▸ **EXCERPT PROVIDED**
** BEGIN **

Iraqi Kurdistan’s critical energy sector has also come under unprecedented attack this year, which could have severe economic consequences for the future of the autonomous region and its inhabitants.

On March 13, the Iraqi Kurdish capital, Erbil, was subjected to an unprecedented missile attack. Ballistic missiles struck the private residence of Baz Karim Barzanji, a businessman working on developing a pipeline for gas exports.

Iran’s Islamic Revolutionary Guard (IRGC) readily claimed responsibility for the attack, baselessly claiming that it had targeted an Israeli base. In reality, Iran attacked Erbil, and Barzanji’s residence in particular, to demonstrate its vehement opposition to Iraqi Kurdistan’s plan to supply Turkey and Europe with natural gas. Barzanji’s KAR Group was working to develop a pipeline for this purpose. Iran opposed the project since it did not want competition from Iraqi Kurdistan and showed its willingness to resort to brute force to get its way.

The move also came after Iraqi Kurdistan’s leading party, the Kurdistan Democratic Party (KDP), entered into a tripartite political coalition led by the populist Iraqi Shiite leader Muqtada al-Sadr. Sadr, who won the most seats in Iraq’s October 2021 parliamentary elections, sought, through a sheer parliamentary majority, to form an Iraqi government without the Iran-backed political factions organized under the umbrella of the Coordination Framework.

In response, the Coordination Framework mounted a “judicial coup” by using the country’s Federal Supreme Court (FSC) to prevent Sadr from forming his majority government, by changing the requirements for selecting the Iraqi president and forming a new government, and ruling against Iraqi Kurdistan’s oil sector. As Iraq analyst Michael Knights put it, through this action, the Framework did not “hesitate to risk taking half a million barrels of oil off the world market and plunging five million inhabitants of the Kurdistan Region into economic crisis through its courtroom (alongside rocket and drone) attacks on Kurdistan oil sales.”

** END **

▸ **Records from a point-labeling set**
** BEGIN **

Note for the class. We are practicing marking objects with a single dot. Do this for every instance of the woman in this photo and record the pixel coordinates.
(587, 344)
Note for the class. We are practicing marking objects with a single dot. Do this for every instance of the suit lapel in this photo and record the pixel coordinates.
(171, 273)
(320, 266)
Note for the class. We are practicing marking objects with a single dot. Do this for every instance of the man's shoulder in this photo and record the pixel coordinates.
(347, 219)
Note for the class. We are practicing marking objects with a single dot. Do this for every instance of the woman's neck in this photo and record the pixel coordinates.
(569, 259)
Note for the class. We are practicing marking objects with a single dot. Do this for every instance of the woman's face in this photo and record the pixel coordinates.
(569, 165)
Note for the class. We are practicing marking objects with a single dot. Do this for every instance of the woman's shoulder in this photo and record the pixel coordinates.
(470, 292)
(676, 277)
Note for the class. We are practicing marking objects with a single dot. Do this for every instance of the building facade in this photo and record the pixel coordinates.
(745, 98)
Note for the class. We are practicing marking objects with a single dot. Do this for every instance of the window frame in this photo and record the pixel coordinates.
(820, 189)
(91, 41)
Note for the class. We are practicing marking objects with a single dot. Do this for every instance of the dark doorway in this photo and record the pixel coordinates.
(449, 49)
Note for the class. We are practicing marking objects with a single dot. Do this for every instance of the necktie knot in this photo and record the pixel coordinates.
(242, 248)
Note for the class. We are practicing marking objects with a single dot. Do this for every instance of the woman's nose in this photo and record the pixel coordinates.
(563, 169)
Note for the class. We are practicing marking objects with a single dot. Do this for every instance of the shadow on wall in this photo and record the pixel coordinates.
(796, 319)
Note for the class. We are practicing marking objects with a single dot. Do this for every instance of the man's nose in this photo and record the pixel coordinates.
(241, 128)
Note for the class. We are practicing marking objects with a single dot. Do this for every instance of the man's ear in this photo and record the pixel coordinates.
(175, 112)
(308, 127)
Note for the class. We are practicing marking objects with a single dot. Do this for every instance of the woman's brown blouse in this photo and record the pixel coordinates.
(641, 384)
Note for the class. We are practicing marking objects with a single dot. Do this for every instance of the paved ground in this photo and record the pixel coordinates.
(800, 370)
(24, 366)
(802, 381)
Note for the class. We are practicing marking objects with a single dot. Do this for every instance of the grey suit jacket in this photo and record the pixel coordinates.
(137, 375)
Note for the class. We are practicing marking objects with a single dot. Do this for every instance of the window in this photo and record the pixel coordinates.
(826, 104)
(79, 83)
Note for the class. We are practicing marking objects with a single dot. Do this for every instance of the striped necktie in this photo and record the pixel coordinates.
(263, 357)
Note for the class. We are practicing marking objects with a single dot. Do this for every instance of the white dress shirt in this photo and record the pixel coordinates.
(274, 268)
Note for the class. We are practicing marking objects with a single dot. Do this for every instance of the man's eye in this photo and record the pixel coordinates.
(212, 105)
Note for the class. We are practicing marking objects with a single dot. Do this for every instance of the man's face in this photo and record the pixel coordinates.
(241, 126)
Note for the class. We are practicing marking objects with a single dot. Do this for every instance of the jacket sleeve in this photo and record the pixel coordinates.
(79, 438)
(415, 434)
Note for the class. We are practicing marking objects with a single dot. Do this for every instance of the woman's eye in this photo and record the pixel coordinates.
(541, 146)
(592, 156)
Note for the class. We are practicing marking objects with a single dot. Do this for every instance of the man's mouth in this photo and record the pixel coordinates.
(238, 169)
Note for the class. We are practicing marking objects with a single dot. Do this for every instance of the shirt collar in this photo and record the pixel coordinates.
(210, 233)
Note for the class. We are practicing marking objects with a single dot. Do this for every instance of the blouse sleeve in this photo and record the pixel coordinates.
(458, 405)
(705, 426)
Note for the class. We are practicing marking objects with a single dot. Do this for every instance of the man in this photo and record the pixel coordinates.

** END **

▸ **REQUIRED ACTIONS**
A: According to the excerpt on Iraqi Kurdistan's energy sector, on what date was Erbil struck by the missile attack?
B: Select every line of the records that contains the string "necktie". Matching is case-sensitive.
The excerpt and the records were taken from separate sources.

▸ **ANSWERS TO EACH TASK**
A: March 13

B:
Note for the class. We are practicing marking objects with a single dot. Do this for every instance of the necktie knot in this photo and record the pixel coordinates.
Note for the class. We are practicing marking objects with a single dot. Do this for every instance of the striped necktie in this photo and record the pixel coordinates.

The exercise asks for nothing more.